> [What is required]:
Print every line of the listing exactly, please.
•••
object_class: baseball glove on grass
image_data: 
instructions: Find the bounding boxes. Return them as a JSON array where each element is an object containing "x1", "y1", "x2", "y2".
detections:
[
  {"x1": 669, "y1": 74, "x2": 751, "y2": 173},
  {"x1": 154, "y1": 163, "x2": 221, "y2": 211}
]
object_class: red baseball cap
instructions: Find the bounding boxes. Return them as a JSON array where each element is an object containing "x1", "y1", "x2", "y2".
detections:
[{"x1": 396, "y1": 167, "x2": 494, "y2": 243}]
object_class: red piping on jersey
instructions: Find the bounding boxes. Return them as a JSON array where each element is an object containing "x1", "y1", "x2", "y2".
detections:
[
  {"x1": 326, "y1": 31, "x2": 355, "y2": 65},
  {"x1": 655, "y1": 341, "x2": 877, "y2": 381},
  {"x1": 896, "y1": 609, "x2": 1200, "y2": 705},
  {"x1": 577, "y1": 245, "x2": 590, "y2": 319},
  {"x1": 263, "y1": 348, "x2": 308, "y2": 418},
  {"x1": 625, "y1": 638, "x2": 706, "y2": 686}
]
•••
> [Response to the task]:
object_class: baseball glove on grass
image_data: 
instructions: Find the bounding boxes. Return them as a JSON array where each element is an object containing "x1", "y1", "x2", "y2".
detections:
[
  {"x1": 669, "y1": 74, "x2": 751, "y2": 173},
  {"x1": 154, "y1": 163, "x2": 221, "y2": 211}
]
object_class: red baseball cap
instructions: Find the bounding boxes. Return them as a JSON array where each element is an object containing "x1", "y1", "x2", "y2".
detections:
[{"x1": 396, "y1": 167, "x2": 494, "y2": 243}]
object_class: red piping on jersey
instructions: Find the bounding boxes. Return them as a JSON array where each element is an object containing "x1", "y1", "x2", "y2".
detections:
[
  {"x1": 326, "y1": 31, "x2": 355, "y2": 65},
  {"x1": 655, "y1": 341, "x2": 877, "y2": 381},
  {"x1": 896, "y1": 609, "x2": 1200, "y2": 705},
  {"x1": 577, "y1": 245, "x2": 590, "y2": 319},
  {"x1": 263, "y1": 348, "x2": 308, "y2": 418},
  {"x1": 625, "y1": 638, "x2": 706, "y2": 686}
]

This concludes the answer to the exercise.